== To be done ==
Rewrite the items below, changing every "locate a point" to "mark a point" and leaving everything else unchanged.

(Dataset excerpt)
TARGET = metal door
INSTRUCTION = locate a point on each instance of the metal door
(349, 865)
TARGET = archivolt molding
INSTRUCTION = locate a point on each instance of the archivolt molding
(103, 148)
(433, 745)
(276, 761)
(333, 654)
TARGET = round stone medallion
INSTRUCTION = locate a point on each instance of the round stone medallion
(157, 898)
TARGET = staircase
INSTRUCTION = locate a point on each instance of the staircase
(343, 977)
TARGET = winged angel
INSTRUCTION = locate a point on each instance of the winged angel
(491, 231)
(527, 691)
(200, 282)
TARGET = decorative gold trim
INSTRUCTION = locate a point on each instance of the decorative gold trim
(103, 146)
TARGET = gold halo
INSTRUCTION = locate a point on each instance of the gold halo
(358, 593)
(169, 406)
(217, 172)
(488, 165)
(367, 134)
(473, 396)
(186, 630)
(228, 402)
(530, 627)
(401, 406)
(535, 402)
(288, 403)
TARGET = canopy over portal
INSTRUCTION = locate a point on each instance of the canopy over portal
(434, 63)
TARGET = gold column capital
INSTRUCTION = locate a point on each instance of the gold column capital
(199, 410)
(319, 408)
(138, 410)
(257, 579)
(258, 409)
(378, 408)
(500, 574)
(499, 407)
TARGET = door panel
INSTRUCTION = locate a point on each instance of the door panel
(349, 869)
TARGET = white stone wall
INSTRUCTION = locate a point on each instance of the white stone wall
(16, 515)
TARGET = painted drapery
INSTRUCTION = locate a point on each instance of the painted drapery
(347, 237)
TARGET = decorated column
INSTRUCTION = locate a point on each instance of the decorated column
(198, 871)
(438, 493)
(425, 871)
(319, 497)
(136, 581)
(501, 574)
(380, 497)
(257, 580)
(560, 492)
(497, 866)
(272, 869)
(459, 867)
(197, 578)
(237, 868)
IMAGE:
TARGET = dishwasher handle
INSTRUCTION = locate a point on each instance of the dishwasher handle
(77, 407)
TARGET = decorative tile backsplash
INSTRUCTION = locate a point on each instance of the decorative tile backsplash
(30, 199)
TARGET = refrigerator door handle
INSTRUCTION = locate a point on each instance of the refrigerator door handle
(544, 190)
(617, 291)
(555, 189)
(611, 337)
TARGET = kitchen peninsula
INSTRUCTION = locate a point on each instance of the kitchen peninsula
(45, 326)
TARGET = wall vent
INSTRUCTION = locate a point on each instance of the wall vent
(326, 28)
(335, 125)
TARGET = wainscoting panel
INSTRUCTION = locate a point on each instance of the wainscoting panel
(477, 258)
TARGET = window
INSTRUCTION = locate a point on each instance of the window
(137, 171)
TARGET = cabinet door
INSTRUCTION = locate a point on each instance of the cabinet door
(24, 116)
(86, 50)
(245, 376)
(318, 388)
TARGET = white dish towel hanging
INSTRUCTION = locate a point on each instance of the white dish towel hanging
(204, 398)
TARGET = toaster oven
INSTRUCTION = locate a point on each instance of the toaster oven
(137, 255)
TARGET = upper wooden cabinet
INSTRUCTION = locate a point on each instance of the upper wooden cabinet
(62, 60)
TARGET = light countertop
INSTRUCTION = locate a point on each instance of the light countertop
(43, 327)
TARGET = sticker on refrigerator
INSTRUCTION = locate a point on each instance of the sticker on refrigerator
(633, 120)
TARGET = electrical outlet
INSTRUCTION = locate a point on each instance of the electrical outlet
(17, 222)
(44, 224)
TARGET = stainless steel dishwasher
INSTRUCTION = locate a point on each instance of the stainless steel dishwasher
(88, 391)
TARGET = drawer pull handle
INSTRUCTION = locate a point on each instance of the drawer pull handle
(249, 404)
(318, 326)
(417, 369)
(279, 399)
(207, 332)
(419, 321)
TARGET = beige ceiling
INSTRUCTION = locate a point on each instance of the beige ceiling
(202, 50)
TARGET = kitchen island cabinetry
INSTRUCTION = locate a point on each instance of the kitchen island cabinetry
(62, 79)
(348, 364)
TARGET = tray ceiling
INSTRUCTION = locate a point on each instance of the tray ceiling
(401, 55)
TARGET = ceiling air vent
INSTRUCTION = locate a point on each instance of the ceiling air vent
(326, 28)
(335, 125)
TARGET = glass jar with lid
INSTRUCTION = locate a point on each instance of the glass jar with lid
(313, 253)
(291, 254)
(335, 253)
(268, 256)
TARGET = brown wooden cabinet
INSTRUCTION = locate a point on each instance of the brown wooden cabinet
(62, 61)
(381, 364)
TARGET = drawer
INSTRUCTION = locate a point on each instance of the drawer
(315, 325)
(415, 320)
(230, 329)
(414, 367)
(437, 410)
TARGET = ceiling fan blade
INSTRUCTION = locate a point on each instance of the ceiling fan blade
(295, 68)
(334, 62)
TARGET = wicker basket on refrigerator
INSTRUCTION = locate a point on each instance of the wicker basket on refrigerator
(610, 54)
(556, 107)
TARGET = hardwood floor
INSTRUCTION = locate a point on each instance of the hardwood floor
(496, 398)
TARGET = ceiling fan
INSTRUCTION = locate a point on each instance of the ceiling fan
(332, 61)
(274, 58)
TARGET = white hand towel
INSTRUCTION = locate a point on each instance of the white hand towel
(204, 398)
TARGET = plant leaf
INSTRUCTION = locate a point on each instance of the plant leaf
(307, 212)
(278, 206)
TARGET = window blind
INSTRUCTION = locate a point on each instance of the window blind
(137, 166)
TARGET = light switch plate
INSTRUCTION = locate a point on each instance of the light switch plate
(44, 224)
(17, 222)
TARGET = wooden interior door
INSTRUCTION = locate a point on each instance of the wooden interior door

== Worked solution ==
TARGET = metal door
INSTRUCTION = mark a point on each instance of the metal door
(349, 865)
TARGET = archivolt molding
INSTRUCTION = mark a point on each instance of the archivolt molding
(103, 148)
(433, 745)
(276, 761)
(333, 654)
TARGET = round stone medallion
INSTRUCTION = mark a point on each instance of the round stone medallion
(157, 898)
TARGET = staircase
INSTRUCTION = mark a point on each instance of the staircase
(343, 977)
TARGET = winged angel
INSTRUCTION = mark a point on each instance of the winged angel
(491, 231)
(527, 691)
(200, 282)
TARGET = decorative gold trim
INSTRUCTION = mark a point on each instance of the decorative gold trim
(103, 146)
TARGET = gold halo
INSTRUCTION = mark a point on each instance of the gold halo
(358, 593)
(169, 406)
(217, 172)
(488, 165)
(367, 134)
(473, 396)
(186, 630)
(228, 402)
(530, 627)
(401, 406)
(535, 402)
(288, 403)
TARGET = canopy over portal
INSTRUCTION = mark a point on each instance of the canopy over portal
(434, 63)
TARGET = gold column capital
INSTRUCTION = mark a point on each instance of the gold column capital
(199, 410)
(319, 408)
(138, 410)
(257, 579)
(258, 409)
(378, 408)
(500, 574)
(499, 407)
TARGET = door panel
INSTRUCTION = mark a point on each instance of the door panel
(349, 869)
TARGET = white stone wall
INSTRUCTION = mark a point on each instance of the white stone wall
(16, 515)
TARGET = painted drapery
INSTRUCTION = mark a point on each instance of the painted drapery
(347, 237)
TARGET = decorated column
INSTRUCTION = mark a point on each instance of the decorated column
(198, 871)
(438, 493)
(425, 871)
(319, 497)
(136, 581)
(501, 574)
(380, 497)
(257, 580)
(560, 492)
(497, 866)
(272, 869)
(459, 867)
(197, 578)
(237, 868)
IMAGE:
TARGET = dishwasher handle
INSTRUCTION = mark a point on each instance of the dishwasher handle
(77, 407)
TARGET = decorative tile backsplash
INSTRUCTION = mark a point on each instance of the decorative tile backsplash
(30, 199)
TARGET = refrigerator door handle
INSTRUCTION = mark a point on each instance of the refrigerator door handle
(544, 190)
(617, 291)
(555, 189)
(611, 337)
TARGET = kitchen peninsula
INSTRUCTION = mark a point on each instance of the kitchen peninsula
(45, 326)
TARGET = wall vent
INSTRUCTION = mark a point on each instance of the wall vent
(326, 28)
(335, 125)
TARGET = wainscoting panel
INSTRUCTION = mark a point on each instance of the wainscoting panel
(477, 258)
TARGET = window
INSTRUCTION = mark a point on each instance of the window
(137, 171)
TARGET = cabinet door
INSTRUCTION = mark a point on each instance of the cabinet door
(24, 116)
(86, 50)
(245, 376)
(318, 388)
TARGET = white dish towel hanging
INSTRUCTION = mark a point on each instance of the white dish towel hanging
(204, 398)
TARGET = toaster oven
INSTRUCTION = mark a point on each instance of the toaster oven
(137, 255)
TARGET = upper wooden cabinet
INSTRUCTION = mark a point on each instance of the upper wooden cabinet
(62, 60)
TARGET = light countertop
INSTRUCTION = mark a point on each instance of the light countertop
(43, 327)
TARGET = sticker on refrigerator
INSTRUCTION = mark a point on each instance of the sticker on refrigerator
(633, 120)
TARGET = electrical outlet
INSTRUCTION = mark a point on each instance of the electrical outlet
(17, 222)
(44, 224)
TARGET = stainless steel dishwasher
INSTRUCTION = mark a point on each instance of the stainless steel dishwasher
(88, 391)
TARGET = drawer pull handle
INSTRUCTION = mark a point on each instance of the drawer pull handle
(249, 404)
(318, 326)
(417, 369)
(279, 399)
(207, 332)
(419, 321)
TARGET = beige ceiling
INSTRUCTION = mark a point on each instance of the beige ceiling
(202, 50)
TARGET = kitchen island cabinetry
INSTRUCTION = mark a point on each instance of the kitchen island cabinetry
(62, 79)
(348, 364)
TARGET = tray ceiling
INSTRUCTION = mark a point on each instance of the tray ceiling
(401, 55)
TARGET = ceiling air vent
INSTRUCTION = mark a point on each instance of the ceiling air vent
(326, 28)
(335, 125)
TARGET = glass jar with lid
INSTRUCTION = mark a point on each instance of the glass jar with lid
(313, 253)
(291, 254)
(335, 253)
(268, 256)
TARGET = brown wooden cabinet
INSTRUCTION = mark a point on each instance of the brown wooden cabinet
(62, 61)
(381, 364)
TARGET = drawer
INSTRUCTION = mark a point on each instance of the drawer
(315, 325)
(415, 320)
(230, 329)
(414, 367)
(437, 410)
TARGET = ceiling fan blade
INSTRUCTION = mark a point on each instance of the ceiling fan blade
(295, 68)
(334, 62)
TARGET = wicker basket on refrigerator
INSTRUCTION = mark a point on each instance of the wicker basket on refrigerator
(610, 54)
(556, 107)
TARGET = hardwood floor
INSTRUCTION = mark a point on each instance of the hardwood floor
(496, 398)
TARGET = ceiling fan
INSTRUCTION = mark a point on each instance of the ceiling fan
(332, 61)
(274, 58)
TARGET = white hand towel
INSTRUCTION = mark a point on each instance of the white hand towel
(204, 398)
TARGET = plant leaf
INSTRUCTION = mark a point on each instance of the plant leaf
(307, 212)
(278, 206)
TARGET = window blind
INSTRUCTION = mark a point on each instance of the window blind
(137, 166)
TARGET = light switch plate
INSTRUCTION = mark a point on each instance of the light switch plate
(44, 224)
(17, 222)
TARGET = wooden interior door
INSTRUCTION = mark a point on each instance of the wooden interior door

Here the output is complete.